Selected passage:
────────────────────

A characteristic of MS is demyelination, or loss of myelin around the nerve cells of the brain and spinal cord. Demyelination often also occurs around the optic nerve in people with MS, resulting in vision problems. Recurrent attacks of inflammation on or around the optic nerve can lead to blindness.
Dr Fabienne Brilot-Turville and Associate Professor Dale have recently found an antibody in the blood of children and adults with optic neuritis (inflammation of the optic nerve). This antibody attacks a protein called myelin oligodendrocyte glycoprotein (MOG), an important protein on the insulation layer of the optic nerve. They have shown that this MOG antibody can lead to damage of the insulation on the optic nerve.
Dr Brilot-Turville’s study is a nationwide study of children and adults with optic neuritis at a high risk of blindness. From the blood of these people, Dr Brilot-Turville’s team will identify children and adults with the MOG antibody. She will also explore how this antibody is involved in optic neuritis.
The detection of MOG antibody will help us to provide a better treatment to reduce the attacks, and therefore save the vision of these patients.
Optic neuritis or inflammation of the optic nerve is a common feature of MS. However, not everyone who has optic neuritis will go on to develop MS. Dr Brilot-Turville is investigating whether the presence of MOG (myelin oligodendrocyte glycoprotein) antibodies in the blood can be used to diagnose whether patients has optic neuritis or MS associated optic neuritis. Her team has discovered that around half of people with the MOG antibody have optic neuritis, and the other half have a range of other neurological conditions or diseases.
To date, Dr Brilot-Turville has collected blood from a number of patients and has been following their clinical symptoms. Results so far suggest that MOG antibodies are rare in patients with MS associated optic neuritis, and were more common in other demyelinating diseases.

────────────────────

Phrase grounding data:
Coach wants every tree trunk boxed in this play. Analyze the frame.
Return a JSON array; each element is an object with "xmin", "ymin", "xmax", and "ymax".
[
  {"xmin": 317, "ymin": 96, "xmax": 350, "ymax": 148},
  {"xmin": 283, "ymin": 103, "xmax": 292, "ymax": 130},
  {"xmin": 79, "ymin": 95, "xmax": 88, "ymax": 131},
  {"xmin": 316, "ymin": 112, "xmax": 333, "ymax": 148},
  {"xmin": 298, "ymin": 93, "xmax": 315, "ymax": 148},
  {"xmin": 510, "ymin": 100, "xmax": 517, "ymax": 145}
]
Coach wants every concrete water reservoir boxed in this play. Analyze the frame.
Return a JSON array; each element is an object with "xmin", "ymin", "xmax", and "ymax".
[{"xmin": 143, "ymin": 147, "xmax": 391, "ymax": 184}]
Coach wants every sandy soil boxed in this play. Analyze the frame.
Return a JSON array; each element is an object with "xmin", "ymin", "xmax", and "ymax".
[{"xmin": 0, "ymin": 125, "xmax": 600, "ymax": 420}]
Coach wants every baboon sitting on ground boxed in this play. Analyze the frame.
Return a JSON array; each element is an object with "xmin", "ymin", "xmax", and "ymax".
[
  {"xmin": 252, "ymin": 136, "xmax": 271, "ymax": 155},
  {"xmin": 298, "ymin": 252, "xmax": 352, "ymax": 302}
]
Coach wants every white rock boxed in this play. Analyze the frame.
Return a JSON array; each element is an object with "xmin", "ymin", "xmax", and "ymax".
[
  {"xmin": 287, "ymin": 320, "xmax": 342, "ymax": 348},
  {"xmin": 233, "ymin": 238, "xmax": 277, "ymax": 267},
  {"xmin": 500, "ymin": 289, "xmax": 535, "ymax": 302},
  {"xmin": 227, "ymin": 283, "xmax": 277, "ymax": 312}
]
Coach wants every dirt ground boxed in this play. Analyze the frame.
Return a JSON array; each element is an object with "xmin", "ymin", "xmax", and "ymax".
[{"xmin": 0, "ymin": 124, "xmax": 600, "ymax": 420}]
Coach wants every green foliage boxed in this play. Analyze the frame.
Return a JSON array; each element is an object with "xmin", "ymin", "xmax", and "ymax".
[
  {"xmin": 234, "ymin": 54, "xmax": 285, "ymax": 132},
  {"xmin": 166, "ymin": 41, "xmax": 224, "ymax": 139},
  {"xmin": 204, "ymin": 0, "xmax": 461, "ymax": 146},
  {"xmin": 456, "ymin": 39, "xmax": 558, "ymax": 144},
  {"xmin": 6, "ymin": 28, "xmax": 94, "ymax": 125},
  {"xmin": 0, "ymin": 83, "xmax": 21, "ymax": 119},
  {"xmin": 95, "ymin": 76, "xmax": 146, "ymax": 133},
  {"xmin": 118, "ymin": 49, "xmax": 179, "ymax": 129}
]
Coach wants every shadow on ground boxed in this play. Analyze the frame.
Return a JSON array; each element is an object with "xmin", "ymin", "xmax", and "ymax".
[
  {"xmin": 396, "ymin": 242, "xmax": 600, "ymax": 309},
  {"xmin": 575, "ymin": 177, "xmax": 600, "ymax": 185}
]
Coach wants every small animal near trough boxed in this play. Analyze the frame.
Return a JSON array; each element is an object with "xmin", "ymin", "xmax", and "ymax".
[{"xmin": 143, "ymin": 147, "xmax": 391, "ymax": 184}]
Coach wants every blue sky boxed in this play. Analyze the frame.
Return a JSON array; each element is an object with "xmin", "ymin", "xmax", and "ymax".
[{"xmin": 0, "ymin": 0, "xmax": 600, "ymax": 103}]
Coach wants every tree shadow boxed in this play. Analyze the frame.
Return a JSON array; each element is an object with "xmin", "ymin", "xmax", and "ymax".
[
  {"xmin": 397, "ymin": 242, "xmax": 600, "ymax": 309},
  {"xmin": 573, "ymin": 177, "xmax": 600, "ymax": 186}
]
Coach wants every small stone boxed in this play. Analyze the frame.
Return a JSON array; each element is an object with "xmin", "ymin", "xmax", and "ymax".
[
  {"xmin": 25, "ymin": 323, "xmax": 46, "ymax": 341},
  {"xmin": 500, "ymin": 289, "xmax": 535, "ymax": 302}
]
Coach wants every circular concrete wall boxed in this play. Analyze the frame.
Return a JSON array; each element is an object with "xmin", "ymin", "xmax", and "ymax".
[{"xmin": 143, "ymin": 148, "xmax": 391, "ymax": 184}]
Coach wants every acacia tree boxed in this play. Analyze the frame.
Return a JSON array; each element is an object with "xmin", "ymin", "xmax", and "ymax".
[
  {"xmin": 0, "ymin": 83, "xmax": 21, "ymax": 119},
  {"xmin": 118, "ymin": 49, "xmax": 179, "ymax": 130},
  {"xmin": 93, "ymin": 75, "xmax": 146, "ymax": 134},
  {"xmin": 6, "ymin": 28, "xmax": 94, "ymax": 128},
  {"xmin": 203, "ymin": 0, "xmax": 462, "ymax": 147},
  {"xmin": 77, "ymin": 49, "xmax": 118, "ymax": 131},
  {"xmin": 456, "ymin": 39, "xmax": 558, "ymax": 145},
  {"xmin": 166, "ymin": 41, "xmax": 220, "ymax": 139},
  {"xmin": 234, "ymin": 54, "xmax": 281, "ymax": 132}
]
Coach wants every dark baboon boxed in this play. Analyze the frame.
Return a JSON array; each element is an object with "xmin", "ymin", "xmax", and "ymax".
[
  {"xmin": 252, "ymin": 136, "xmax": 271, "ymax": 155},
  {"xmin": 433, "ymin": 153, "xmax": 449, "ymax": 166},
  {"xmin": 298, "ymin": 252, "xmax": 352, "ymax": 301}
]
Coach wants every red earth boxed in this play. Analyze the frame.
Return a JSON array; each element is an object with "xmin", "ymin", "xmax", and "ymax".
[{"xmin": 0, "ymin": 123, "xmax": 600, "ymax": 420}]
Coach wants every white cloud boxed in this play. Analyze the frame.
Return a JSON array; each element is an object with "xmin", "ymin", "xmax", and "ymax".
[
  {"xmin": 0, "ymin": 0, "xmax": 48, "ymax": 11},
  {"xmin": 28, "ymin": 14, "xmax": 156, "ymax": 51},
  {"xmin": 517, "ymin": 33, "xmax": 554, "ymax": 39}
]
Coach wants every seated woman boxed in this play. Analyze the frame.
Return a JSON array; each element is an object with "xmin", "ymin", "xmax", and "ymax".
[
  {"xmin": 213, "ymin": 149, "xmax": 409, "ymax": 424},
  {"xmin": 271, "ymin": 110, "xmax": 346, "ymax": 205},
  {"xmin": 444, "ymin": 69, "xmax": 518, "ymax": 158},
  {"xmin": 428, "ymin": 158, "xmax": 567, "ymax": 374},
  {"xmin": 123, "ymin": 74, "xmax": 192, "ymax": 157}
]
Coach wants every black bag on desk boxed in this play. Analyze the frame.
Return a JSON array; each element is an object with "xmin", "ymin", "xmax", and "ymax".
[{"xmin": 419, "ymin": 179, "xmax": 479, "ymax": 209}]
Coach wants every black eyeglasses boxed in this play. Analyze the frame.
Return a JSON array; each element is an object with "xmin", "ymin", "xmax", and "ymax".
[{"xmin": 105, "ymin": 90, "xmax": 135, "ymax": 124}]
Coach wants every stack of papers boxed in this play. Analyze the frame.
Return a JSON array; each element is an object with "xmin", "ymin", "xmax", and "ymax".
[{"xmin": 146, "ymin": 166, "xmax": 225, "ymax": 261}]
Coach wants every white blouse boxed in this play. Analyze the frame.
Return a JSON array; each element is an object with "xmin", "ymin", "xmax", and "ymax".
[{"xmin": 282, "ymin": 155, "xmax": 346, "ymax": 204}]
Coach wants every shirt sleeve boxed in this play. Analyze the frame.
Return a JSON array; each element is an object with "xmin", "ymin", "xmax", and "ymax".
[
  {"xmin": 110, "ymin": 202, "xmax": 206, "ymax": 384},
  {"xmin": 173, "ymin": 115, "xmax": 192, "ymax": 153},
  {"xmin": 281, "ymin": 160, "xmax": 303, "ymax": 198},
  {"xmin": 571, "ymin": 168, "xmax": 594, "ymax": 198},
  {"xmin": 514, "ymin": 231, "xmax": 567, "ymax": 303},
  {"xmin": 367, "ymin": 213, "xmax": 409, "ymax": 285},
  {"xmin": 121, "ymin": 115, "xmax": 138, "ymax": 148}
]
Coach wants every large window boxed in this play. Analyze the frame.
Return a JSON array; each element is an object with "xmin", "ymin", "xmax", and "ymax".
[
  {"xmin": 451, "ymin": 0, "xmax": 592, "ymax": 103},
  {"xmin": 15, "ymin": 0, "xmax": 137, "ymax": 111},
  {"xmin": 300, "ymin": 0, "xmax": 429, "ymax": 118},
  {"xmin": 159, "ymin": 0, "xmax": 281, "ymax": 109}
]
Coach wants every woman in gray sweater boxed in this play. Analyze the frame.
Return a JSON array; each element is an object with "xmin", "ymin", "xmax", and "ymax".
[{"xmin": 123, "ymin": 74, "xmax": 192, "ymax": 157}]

────────────────────

Problems to work on:
**A.** Could you write out, word for word, the section of the optic neuritis passage that begins at "The detection of" and stops after "conditions or diseases."?
**B.** What comes next in the optic neuritis passage? Write the part that follows its final sentence.

Results in order:
**A.**
The detection of MOG antibody will help us to provide a better treatment to reduce the attacks, and therefore save the vision of these patients.
Optic neuritis or inflammation of the optic nerve is a common feature of MS. However, not everyone who has optic neuritis will go on to develop MS. Dr Brilot-Turville is investigating whether the presence of MOG (myelin oligodendrocyte glycoprotein) antibodies in the blood can be used to diagnose whether patients has optic neuritis or MS associated optic neuritis. Her team has discovered that around half of people with the MOG antibody have optic neuritis, and the other half have a range of other neurological conditions or diseases.

**B.**
Additionally, Dr Brilot-Turville is examining the levels of MOG antibodies in the blood of patients currently undergoing immunotherapies. Dr Brilot-Turville has amassed the largest collection of samples in the world to undertake this and it is hoped the MOG antibody levels may be able to predict whether the therapy is being successful or not before any potential relapses. This would allow clinicians to modify treatment regimens before further relapses happen, hopefully leading to more successful disease management. Findings so far indicate that more than half of people that have MOG antibodies are likely to develop further and sustained disabilities, most of these people however, would benefit from steroid treatments.
This grant has also helped this team establish the Brain Autoantibody Testing Referral Centre to provide MOG antibody testing for the whole Asia Pacific region. The Centre is currently providing MOG antibody tests for 1800 patients per year.
Dr Brilot-Turville’s team are also investigating the physical interaction between MOG and the antibodies that bind to MOG. This is important to ensure that slight chemical changes in the protein don’t prevent this binding and therefore give any potential clinical tests false results. They have discovered a range of slight chemical modifications that may prevent the detection of MOG, and thus these will need to be overcome for this can become a useful commercial diagnostic test.
During this grant, Dr Brilot-Turville and her team have presented their work at national and international conferences, meetings and presentations to the general community.
Dr Brilot-Turville’s work hopefully will help bring MOG antibody testing into routine clinical practice leading to better disease diagnosis and management.